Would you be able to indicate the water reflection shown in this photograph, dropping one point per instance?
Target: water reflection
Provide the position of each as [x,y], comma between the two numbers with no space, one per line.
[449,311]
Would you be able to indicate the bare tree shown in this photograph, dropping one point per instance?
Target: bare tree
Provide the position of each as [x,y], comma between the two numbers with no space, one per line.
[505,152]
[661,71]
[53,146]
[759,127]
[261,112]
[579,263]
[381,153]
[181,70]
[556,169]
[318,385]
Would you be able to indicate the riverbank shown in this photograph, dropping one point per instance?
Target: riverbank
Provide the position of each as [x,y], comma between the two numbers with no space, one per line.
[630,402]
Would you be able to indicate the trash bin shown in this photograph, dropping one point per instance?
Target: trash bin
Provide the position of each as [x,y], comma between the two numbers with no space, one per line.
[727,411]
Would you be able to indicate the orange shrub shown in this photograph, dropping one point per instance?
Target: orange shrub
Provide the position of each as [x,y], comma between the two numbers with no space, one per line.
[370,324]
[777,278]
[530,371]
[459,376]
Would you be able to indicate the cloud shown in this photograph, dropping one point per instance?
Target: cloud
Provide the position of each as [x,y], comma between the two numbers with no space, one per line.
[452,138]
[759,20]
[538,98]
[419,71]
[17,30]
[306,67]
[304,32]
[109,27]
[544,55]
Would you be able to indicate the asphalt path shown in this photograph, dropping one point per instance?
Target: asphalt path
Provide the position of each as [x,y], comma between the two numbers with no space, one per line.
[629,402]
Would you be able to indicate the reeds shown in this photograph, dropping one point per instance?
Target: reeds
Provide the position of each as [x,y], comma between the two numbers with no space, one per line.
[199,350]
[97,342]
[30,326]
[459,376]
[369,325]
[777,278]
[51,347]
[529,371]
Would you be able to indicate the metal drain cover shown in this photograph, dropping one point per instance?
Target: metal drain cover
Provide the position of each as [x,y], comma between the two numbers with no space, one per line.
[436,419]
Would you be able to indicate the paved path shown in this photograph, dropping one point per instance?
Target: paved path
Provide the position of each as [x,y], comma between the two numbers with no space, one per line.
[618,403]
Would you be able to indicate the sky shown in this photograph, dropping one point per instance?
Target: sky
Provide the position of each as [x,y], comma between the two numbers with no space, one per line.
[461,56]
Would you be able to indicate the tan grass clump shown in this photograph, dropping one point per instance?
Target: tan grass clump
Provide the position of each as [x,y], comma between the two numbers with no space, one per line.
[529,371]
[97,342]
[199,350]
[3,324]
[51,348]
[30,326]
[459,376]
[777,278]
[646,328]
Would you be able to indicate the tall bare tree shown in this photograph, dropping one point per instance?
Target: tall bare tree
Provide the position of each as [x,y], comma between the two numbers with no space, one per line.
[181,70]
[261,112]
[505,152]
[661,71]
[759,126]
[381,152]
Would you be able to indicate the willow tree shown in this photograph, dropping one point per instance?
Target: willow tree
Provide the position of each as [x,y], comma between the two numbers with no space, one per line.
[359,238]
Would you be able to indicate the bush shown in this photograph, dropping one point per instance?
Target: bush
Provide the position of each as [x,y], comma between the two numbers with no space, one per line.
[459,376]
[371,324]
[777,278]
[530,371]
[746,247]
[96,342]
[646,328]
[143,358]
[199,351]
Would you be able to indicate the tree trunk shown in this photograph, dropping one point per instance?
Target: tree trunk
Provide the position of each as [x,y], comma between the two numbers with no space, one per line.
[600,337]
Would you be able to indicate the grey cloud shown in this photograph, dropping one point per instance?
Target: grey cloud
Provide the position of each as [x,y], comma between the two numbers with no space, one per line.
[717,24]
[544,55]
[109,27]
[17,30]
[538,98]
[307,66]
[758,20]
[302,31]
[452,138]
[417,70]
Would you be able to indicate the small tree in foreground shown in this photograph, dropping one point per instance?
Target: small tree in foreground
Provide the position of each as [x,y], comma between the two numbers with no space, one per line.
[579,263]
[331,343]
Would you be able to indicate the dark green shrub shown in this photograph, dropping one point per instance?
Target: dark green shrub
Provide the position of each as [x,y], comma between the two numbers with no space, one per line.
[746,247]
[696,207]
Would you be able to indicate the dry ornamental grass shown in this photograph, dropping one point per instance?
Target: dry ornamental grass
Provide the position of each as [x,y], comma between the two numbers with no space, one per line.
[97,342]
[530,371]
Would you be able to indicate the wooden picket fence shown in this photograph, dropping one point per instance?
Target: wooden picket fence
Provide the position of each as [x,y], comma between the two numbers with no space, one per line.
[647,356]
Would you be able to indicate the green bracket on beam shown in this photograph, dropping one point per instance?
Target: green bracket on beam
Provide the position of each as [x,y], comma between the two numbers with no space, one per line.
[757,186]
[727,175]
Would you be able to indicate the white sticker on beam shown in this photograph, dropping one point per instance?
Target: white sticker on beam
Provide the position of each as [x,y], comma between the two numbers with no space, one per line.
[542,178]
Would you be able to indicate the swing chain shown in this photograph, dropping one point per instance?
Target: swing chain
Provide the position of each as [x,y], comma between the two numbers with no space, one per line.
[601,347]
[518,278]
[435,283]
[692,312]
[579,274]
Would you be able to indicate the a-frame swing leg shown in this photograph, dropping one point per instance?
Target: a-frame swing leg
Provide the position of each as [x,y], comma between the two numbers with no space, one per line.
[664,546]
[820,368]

YOUR GOAL => Repeat the listing above word for word, with no line missing.

OUTPUT BELOW =>
Would you be able to indicate the water reflection shown in this photograph, dropping one point per instance?
Target: water reflection
Provide the position of each as [x,y], comma between the two numbers with no space, one per line.
[449,311]
Would you be able to indicate the bare tree shown in this photograph, dropping one point per instance?
Target: bare tree
Provide the position of each as [x,y], comma between the two numbers with no space, one per line.
[505,152]
[661,71]
[53,146]
[759,127]
[261,112]
[579,263]
[381,153]
[181,70]
[556,169]
[318,385]
Would you be able to indicate the riverbank shown in this photograph, dropping one point per instance?
Target: riverbank
Provide the position of each as [x,y], comma between the two numbers with no space, one per line.
[630,402]
Would you be able to indicate the trash bin shown in this photograph, dropping one point per instance?
Target: trash bin
Provide the position of each as [x,y], comma between the two numbers with no space, one per line.
[727,411]
Would you be able to indicate the orange shrub shown in this photograph, dropping one point per instance?
Target: orange shrub
Provide the position of each as [x,y], comma between the two numbers with no space, one per line.
[370,324]
[777,278]
[530,371]
[459,376]
Would you be able to indicate the cloud shown in this photograph, dropping one point per instance?
Target: cloud
Provide the position of each as [x,y], comma between the two numbers with no space, one per line.
[452,138]
[759,20]
[538,98]
[419,71]
[17,30]
[306,67]
[304,32]
[109,27]
[544,55]
Would you be able to indicate the asphalt path shown in this photograph, dropping one point per instance?
Target: asphalt path
Provide the position of each as [x,y], comma between the two numbers with no space, one per line.
[629,402]
Would you be able to indicate the reeds shown in this photograph, dropping one point per instance?
Target: reeds
Provide the position of each as [x,y], comma between the two numbers with no space, one per line.
[199,350]
[97,342]
[30,326]
[459,376]
[369,325]
[777,278]
[51,347]
[529,371]
Would you be able to indicate the metal drain cover shown in this photograph, dropping one point per instance?
Target: metal drain cover
Provide the position of each as [x,y], comma between the two numbers with no space, one per line.
[436,419]
Would you be able to indicate the paved path shown in this photograph, dropping one point per instance?
Target: paved path
Provide the position of each as [x,y], comma between the two numbers with no space, one per line.
[618,403]
Would you be able to indicate the sky shown in this photograph, dropping one point per instance?
Target: sky
Provide the position of each as [x,y], comma between the two numbers with no space, one per line.
[461,56]
Would you be able to indicate the tan grass clump shown in this photograph, dropping one point per instance?
Target: tan grass clump
Provide the position of each as [x,y], comma between the two numbers with no space, one per line.
[529,371]
[97,342]
[199,350]
[3,324]
[51,348]
[30,326]
[459,376]
[777,278]
[646,328]
Would you be able to indicate the tall bare tree shown in this photograph, dropping one point per instance?
Target: tall bare tree
Provide the position of each as [x,y], comma between the two numbers with no space, one per line.
[181,70]
[261,112]
[505,152]
[661,71]
[759,126]
[381,152]
Would you be able to indicate the willow tree shown in this photograph, dropping one point per instance?
Target: willow tree
Provide the position of each as [x,y], comma between the two numbers with no space, one per line.
[359,238]
Would you be able to indicate the bush shown in this photograph, dropping one point per instance?
Target: bush
Provide the position of each as [x,y], comma between the two numbers with no space, one per line.
[459,376]
[371,324]
[777,278]
[530,371]
[746,247]
[96,342]
[646,328]
[143,358]
[199,351]
Would you be able to indicate the tree trunk shown in this photograph, dropping one point per instance?
Target: tree trunk
Provide the position of each as [x,y], comma between the two numbers with no space, one per line.
[600,337]
Would you be able to indicate the grey cloud shown in this photograph, dropping one point per instance?
Target: grey cloud
Provide the position of each as [x,y], comma between the two numbers with no space, one per line.
[717,24]
[544,55]
[109,27]
[17,30]
[538,98]
[307,66]
[758,20]
[302,31]
[452,138]
[417,70]
Would you be able to indicate the small tree in foreground shown in this photograph, dropping one point per instance?
Target: small tree in foreground
Provide the position of each as [x,y], comma between the two numbers with no space, one per line.
[579,263]
[331,343]
Would you be able to indicate the dark green shrub shown in this photograph, dropping one point per instance?
Target: dark green shrub
Provide the position of each as [x,y], comma between the two numbers with no space, one per line.
[746,247]
[696,207]
Would you be able to indicate the dry ornamental grass shown in this photograph, dropping one point per instance?
Target: dry ornamental grass
Provide the position of each as [x,y], comma between the two numbers with no space, one per line.
[97,342]
[530,371]
Would you be able to indicate the wooden picket fence shown in this photograph, dropping one point per instance?
Target: wooden picket fence
Provide the position of each as [x,y], comma between the two numbers with no space, one per line.
[647,356]
Would you be able to indicate the green bracket on beam shown in this photograph, dropping one point per instance?
Target: green bracket on beam
Provide the position of each as [x,y], comma between the two numbers with no space, one per line.
[757,186]
[727,175]
Would you be able to indicate the white sticker on beam shown in this photograph, dropping one point per instance?
Target: white sticker on beam
Provide the position of each as [x,y], comma between the two numbers with no space, one per line.
[542,178]
Would you be able to indicate the swing chain shown in this photograph, dropping one point per instance?
Target: swing chain
Provide the position of each as [x,y], comma between the two numbers with no space, one per line.
[601,347]
[518,278]
[435,283]
[692,312]
[579,274]
Would you be able to indicate the a-frame swing leg shown in this photograph, dropping one point per instance?
Target: a-frame swing leg
Provide the position of each as [x,y], comma between the two numbers with no space, one per line.
[664,546]
[820,368]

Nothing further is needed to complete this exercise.